The task:
Rewrite everything from the start of the entries down to the line containing "0 50 600 399", both ends included, and keep each request line as it is. Multiply every box coordinate in the answers by 0.7, rounding to whole numbers with halves going up, and leave the pictures out.

[Stored records]

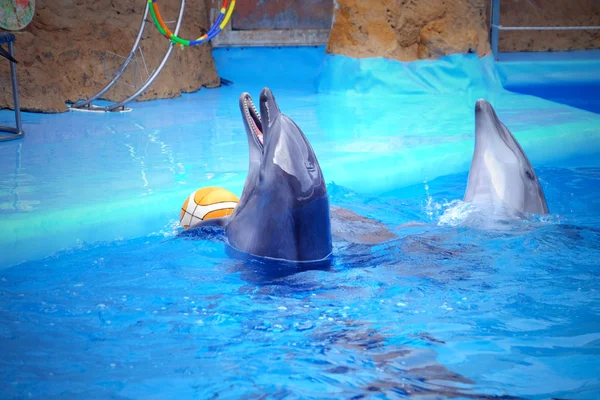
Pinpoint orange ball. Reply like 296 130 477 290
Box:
179 186 240 229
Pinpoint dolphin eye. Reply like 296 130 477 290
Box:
525 170 533 180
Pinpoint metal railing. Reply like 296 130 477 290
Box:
491 0 600 60
70 0 186 112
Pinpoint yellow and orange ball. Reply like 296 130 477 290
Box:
179 186 240 229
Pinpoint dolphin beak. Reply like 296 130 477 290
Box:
475 99 494 114
240 93 263 149
260 87 281 130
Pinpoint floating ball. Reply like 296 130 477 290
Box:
179 186 240 229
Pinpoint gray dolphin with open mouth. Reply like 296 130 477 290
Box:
464 99 548 214
190 88 332 262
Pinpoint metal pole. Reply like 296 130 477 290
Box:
104 0 185 111
71 1 149 108
8 42 23 135
491 0 500 60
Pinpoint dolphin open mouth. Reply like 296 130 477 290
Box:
242 94 264 147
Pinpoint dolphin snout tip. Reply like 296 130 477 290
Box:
475 99 492 111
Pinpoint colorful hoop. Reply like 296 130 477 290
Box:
148 0 235 46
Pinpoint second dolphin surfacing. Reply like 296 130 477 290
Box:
464 99 548 214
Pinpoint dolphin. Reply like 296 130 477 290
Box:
190 88 332 263
464 99 548 214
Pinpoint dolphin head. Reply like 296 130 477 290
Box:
227 88 331 261
464 99 548 214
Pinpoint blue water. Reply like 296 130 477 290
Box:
0 49 600 399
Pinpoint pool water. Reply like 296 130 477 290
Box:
0 50 600 399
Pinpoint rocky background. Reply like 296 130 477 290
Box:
327 0 600 61
0 0 600 112
0 0 219 112
327 0 490 61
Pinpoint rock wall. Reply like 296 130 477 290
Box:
498 0 600 51
0 0 220 112
327 0 490 61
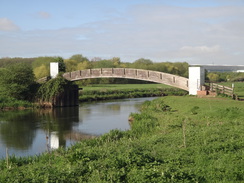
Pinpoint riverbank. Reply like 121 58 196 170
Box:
0 97 35 111
0 96 244 182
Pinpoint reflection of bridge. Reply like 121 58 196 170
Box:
63 68 189 91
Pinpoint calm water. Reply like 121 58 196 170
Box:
0 98 154 158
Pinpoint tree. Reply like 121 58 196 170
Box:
70 54 88 62
0 63 35 100
64 59 78 72
133 58 153 69
207 72 219 82
33 64 50 79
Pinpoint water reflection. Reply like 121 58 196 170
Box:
0 98 158 158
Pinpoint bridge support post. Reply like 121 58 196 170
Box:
50 62 59 79
189 67 205 95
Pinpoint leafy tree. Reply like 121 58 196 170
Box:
0 63 35 100
133 58 153 69
33 64 50 79
70 54 89 62
64 59 78 72
207 72 219 82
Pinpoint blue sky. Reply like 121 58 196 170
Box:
0 0 244 65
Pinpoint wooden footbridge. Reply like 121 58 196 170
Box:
63 68 189 91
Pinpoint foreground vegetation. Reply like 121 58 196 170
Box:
0 96 244 182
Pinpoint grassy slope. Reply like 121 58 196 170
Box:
0 96 244 182
220 82 244 98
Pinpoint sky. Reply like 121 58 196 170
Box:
0 0 244 65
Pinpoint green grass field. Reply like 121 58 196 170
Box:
220 82 244 98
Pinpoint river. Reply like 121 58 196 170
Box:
0 98 155 159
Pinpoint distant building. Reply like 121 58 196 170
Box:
190 64 244 72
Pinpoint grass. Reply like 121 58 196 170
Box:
220 82 244 99
0 96 244 183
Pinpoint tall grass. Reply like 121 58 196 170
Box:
0 96 244 182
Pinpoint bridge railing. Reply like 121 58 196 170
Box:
63 68 189 91
210 83 238 99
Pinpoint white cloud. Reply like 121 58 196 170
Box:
180 45 220 54
38 11 51 19
0 18 19 31
0 2 244 64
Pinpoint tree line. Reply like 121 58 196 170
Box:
0 54 244 103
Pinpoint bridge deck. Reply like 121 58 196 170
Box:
63 68 189 91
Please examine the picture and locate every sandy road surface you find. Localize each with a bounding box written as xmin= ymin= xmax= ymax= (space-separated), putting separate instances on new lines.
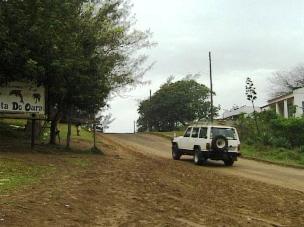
xmin=105 ymin=134 xmax=304 ymax=192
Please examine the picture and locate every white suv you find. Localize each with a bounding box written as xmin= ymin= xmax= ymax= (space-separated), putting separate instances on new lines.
xmin=172 ymin=125 xmax=240 ymax=166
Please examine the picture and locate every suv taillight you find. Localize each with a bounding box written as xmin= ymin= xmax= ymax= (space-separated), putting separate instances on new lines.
xmin=206 ymin=143 xmax=211 ymax=150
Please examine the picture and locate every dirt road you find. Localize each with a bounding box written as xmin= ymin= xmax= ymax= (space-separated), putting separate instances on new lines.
xmin=106 ymin=134 xmax=304 ymax=192
xmin=0 ymin=135 xmax=304 ymax=227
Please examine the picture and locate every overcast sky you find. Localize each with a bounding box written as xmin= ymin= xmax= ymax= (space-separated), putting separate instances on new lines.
xmin=107 ymin=0 xmax=304 ymax=132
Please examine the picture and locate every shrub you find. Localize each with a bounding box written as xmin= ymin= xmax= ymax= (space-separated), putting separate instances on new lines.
xmin=271 ymin=118 xmax=304 ymax=147
xmin=298 ymin=146 xmax=304 ymax=153
xmin=272 ymin=137 xmax=291 ymax=148
xmin=258 ymin=132 xmax=273 ymax=146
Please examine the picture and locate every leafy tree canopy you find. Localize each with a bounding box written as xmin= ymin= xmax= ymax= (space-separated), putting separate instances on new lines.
xmin=0 ymin=0 xmax=151 ymax=142
xmin=137 ymin=78 xmax=219 ymax=131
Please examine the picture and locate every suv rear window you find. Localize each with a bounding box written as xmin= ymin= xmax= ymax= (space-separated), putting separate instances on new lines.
xmin=184 ymin=128 xmax=192 ymax=137
xmin=200 ymin=128 xmax=207 ymax=139
xmin=210 ymin=128 xmax=237 ymax=140
xmin=191 ymin=128 xmax=199 ymax=138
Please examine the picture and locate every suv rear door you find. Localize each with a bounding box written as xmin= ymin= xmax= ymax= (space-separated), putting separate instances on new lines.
xmin=178 ymin=127 xmax=192 ymax=150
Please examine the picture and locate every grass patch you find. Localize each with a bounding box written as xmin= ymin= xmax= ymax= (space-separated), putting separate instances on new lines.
xmin=0 ymin=120 xmax=25 ymax=138
xmin=149 ymin=131 xmax=184 ymax=139
xmin=66 ymin=157 xmax=90 ymax=168
xmin=241 ymin=144 xmax=304 ymax=166
xmin=0 ymin=159 xmax=54 ymax=194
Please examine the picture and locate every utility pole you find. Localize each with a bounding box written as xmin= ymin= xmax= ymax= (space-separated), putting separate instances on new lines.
xmin=147 ymin=89 xmax=152 ymax=132
xmin=134 ymin=121 xmax=136 ymax=134
xmin=209 ymin=51 xmax=213 ymax=123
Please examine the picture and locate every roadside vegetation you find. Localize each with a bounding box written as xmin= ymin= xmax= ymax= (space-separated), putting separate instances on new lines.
xmin=137 ymin=75 xmax=219 ymax=132
xmin=0 ymin=159 xmax=54 ymax=195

Solution:
Pinpoint orange ball. Reply like 296 130 477 290
Box:
125 130 168 160
Pinpoint dolphin eye. Reply like 296 130 477 290
Box:
368 119 373 126
Pinpoint metal railing. Reply like 296 130 477 290
Box:
344 0 420 42
49 0 130 78
Pinpoint yellow and orange ball. Reply like 296 130 477 290
Box:
125 130 168 160
Pinpoint dolphin beak. Reply like 296 130 477 290
Box:
333 69 346 80
168 65 184 104
182 61 197 91
Pinpoint floating ball. Reply like 296 130 477 290
Box:
125 130 168 160
Pinpoint gray dolphin with open mouth. Reply like 296 130 477 290
Box:
325 69 384 150
133 62 232 183
Pinpoint metal pole. Reply like 296 130 477 290
Box:
73 0 130 78
50 1 104 76
6 29 16 95
344 0 350 42
Pinpoint dolphin open mouth. Reply like 296 130 477 290
Box:
169 66 185 103
Pinpoint dolphin snout tip. Reply like 296 130 477 290
Box:
333 69 344 78
Pinpoint colorful hoop. Reply like 296 130 477 290
Box:
104 0 165 32
Pinpoint second dolphin surfacing. Reply like 296 130 477 290
Box:
325 69 384 150
Pinpoint dolphin. Reply like 296 130 477 290
Box:
133 62 232 184
325 69 384 150
Pinpoint dolphin head. Reply like 296 130 477 290
Box:
159 62 232 183
325 69 384 150
Pinpoint blue water. Reply like 296 130 477 290
Box:
0 34 420 279
Pinpoint pool water. Reply like 296 130 477 290
Box:
0 35 420 279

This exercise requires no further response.